(Selection)
# Used propress



## JohnnieSqueeze (Mar 23, 2016)

Looking at 320e used ridgid propress. Any thoughts?



Sent from my iPhone using Tapatalk


----------



## rwh (Dec 17, 2014)

They are great for guys who can't solder.


----------



## JohnnieSqueeze (Mar 23, 2016)

rwh said:


> They are great for guys who can't solder.




Well. We all know you need to be able to solder to make 3100 to spend on a press. LOL!


Sent from my iPhone using Tapatalk


----------



## OpenSights (Mar 23, 2015)

Seen it in two houses, both times was by out of town companies. I don't like the way it looks, but I did a shower valve last week where it would be suicide soldering even with using an old heater combustion chamber cover. Think I ended up using about 6-8" of pex.


----------



## Flyout95 (Apr 13, 2012)

JohnnieSqueeze said:


> Looking at 320e used ridgid propress. Any thoughts?
> 
> 
> 
> Sent from my iPhone using Tapatalk


If your going to use it. Buy it. Great for quick repairs when a torch is more a pain than it's worth.


----------



## rowanova (Aug 2, 2017)

(Problems to solve)
1. In the ProPress forum thread, which model of Ridgid ProPress is JohnnieSqueeze considering buying used?
2. Pick up the ProPress forum thread where it stops and write the next post.
The listing has no connection to the ProPress forum thread.

(Supplied material)
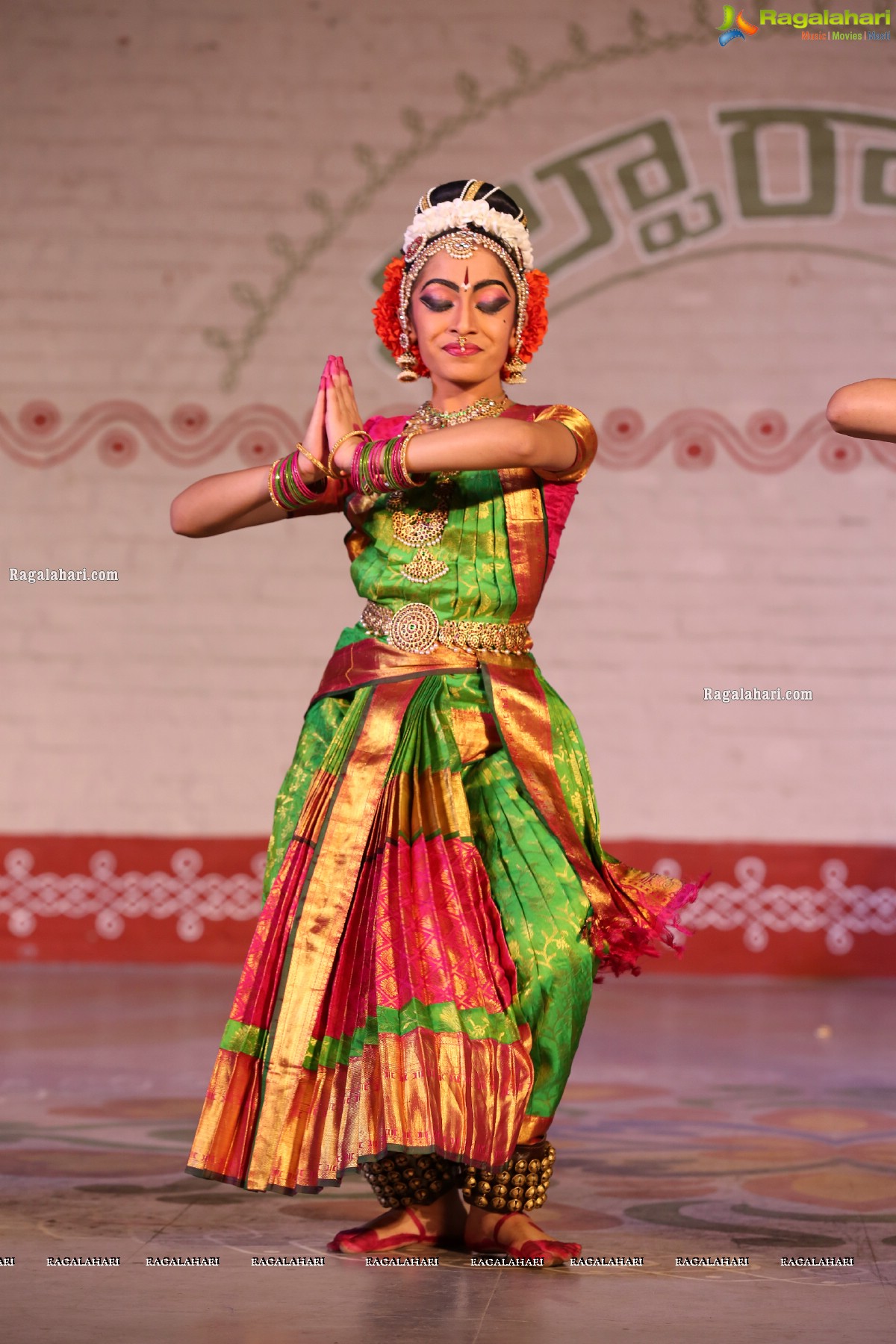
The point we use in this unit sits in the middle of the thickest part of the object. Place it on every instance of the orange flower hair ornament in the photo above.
(445, 228)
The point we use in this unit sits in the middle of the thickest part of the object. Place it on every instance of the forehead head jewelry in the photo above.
(460, 228)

(Final answers)
1. The 320e.

2.
I bought the milwaukee 12v propress a few months back and I am loving it. It does 1/2 to 1-1/4. So far I've tried it on a couple reroutes, a few bathroom remodels, and several copper leaks. Definitely saves time on the job in certain applications. I had a leak in a ceiling of a large building where the valve didn't shut off 100%, didn't worry a bit. Cut into the line with my repair piece ready to go, quickly assembled and pressed- done.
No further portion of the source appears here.